### [Labeled shape records]
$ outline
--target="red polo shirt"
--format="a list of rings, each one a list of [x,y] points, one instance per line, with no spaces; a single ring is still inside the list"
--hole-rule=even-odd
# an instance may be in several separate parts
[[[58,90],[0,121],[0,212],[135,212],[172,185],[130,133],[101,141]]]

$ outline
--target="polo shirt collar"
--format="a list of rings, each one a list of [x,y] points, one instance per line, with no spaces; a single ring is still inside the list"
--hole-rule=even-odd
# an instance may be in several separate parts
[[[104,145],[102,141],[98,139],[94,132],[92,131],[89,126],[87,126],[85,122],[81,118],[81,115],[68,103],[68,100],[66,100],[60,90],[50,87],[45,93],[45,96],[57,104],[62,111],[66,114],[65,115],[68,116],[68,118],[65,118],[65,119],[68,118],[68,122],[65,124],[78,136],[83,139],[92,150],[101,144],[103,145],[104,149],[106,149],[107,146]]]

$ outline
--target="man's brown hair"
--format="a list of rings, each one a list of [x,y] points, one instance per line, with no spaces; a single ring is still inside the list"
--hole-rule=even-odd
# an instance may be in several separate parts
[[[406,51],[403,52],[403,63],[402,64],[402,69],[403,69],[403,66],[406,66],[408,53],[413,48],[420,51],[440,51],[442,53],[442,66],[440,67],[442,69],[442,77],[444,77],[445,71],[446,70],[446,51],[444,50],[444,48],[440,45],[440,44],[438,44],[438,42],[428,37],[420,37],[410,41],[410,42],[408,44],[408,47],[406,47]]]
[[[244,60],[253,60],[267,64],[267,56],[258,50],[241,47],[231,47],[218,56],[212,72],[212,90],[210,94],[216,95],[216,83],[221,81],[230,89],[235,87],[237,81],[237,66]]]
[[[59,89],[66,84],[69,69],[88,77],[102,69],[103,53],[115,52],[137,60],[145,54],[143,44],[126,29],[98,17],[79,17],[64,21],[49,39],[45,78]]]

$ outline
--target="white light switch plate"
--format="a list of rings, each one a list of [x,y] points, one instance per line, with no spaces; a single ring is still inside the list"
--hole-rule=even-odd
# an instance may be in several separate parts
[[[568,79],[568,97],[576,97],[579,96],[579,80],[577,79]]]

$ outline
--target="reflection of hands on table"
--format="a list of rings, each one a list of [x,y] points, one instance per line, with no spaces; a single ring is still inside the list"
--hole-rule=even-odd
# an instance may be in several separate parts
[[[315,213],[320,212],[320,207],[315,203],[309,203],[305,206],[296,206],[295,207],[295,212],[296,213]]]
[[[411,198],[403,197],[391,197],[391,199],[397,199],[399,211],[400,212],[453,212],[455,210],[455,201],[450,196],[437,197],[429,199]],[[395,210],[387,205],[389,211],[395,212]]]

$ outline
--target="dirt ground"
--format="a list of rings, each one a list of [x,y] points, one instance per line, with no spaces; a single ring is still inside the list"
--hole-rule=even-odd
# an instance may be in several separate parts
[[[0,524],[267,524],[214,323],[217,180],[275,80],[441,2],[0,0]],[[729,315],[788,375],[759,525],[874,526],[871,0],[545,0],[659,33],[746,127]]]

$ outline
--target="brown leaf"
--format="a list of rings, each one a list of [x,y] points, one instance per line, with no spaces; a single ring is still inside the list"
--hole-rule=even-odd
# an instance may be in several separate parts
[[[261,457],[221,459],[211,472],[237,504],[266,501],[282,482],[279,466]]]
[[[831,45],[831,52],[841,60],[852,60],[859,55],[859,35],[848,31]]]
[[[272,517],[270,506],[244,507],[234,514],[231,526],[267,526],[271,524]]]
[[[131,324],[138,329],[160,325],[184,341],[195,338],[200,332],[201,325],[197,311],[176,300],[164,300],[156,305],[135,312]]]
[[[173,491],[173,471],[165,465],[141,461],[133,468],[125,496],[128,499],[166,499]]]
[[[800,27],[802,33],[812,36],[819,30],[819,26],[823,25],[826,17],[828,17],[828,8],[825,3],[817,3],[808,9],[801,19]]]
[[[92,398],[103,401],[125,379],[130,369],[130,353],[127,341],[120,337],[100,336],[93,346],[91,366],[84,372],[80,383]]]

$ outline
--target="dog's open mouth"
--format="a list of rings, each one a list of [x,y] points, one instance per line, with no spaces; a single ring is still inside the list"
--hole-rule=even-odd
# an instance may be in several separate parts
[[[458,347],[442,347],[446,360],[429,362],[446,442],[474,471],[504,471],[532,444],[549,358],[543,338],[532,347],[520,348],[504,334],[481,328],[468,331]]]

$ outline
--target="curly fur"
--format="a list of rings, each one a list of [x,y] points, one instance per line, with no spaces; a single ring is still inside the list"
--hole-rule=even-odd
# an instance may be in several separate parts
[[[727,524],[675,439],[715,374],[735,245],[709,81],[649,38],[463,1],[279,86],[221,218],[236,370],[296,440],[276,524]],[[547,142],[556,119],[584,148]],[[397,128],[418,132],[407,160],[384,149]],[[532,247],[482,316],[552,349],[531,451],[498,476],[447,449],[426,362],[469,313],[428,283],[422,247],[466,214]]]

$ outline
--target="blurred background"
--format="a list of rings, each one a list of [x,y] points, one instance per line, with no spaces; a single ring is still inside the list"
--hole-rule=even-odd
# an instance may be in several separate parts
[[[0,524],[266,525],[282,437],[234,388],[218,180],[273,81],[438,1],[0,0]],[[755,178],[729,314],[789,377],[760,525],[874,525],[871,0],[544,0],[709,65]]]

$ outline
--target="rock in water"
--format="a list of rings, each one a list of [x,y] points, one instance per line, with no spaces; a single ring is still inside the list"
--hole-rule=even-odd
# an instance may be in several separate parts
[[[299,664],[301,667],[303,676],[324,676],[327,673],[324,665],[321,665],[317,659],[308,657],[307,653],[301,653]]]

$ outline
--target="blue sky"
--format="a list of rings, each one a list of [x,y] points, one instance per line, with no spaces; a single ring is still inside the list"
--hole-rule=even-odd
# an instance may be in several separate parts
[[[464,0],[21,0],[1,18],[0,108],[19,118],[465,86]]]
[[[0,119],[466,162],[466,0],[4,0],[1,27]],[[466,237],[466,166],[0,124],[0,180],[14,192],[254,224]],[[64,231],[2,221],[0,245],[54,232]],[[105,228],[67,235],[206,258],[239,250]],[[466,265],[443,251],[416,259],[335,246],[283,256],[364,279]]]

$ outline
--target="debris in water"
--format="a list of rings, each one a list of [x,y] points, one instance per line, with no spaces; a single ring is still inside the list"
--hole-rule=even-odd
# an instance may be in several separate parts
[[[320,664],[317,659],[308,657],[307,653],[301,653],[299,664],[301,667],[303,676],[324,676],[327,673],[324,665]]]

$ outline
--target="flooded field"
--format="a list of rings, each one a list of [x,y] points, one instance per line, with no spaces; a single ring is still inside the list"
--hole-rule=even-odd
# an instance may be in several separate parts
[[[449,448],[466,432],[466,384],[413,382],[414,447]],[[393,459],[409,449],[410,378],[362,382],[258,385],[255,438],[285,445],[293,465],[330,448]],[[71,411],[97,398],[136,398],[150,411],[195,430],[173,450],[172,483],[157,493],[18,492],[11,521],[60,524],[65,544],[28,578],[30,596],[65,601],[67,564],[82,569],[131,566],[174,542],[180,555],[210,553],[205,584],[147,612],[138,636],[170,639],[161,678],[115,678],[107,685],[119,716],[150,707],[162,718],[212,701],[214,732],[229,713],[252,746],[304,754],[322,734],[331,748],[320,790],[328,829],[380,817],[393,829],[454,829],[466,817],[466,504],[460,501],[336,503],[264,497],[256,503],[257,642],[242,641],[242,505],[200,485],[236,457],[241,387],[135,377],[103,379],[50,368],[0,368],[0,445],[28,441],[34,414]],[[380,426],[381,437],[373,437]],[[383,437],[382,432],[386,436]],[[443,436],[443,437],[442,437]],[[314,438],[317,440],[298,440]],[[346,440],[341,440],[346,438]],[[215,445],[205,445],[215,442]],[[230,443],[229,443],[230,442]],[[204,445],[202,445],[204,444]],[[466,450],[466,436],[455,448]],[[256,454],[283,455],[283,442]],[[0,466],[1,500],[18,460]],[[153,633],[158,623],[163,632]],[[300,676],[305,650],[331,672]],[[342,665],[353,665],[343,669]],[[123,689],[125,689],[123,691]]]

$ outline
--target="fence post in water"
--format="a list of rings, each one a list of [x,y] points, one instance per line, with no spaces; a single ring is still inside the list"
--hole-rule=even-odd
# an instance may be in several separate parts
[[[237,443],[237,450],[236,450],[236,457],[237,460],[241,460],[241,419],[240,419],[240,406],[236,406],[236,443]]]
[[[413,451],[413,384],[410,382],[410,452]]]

### [Exercise goal]
Identify every line in the rows that contains the word "shirt", and copy each such line.

### [Result for this exercise]
--target="red polo shirt"
--target="polo shirt collar"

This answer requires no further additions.